Coordinate labeling data:
--- start ---

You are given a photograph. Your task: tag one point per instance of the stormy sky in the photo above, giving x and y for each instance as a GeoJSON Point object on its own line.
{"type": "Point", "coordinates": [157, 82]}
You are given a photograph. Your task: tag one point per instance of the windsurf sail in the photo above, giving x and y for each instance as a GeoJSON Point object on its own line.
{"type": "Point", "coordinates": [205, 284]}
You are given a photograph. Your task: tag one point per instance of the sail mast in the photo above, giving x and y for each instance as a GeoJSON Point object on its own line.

--- end ---

Aim of the exercise:
Every line of the material must be returned exactly as it appears.

Correct result:
You are given a photograph. Your task: tag one point per instance of the stormy sky in the photo above, giving x and y for each instance as a GeoJSON Point object on its own line.
{"type": "Point", "coordinates": [157, 82]}
You are given a photograph. Your task: tag one point per instance of the windsurf sail in the photo above, giving x and y for each instance as a GeoJSON Point object on its own line.
{"type": "Point", "coordinates": [205, 284]}
You are given a photograph. Your task: tag one point per instance of the sail mast in the photo above, giving x and y for each instance as a GeoJSON Point object on its own line.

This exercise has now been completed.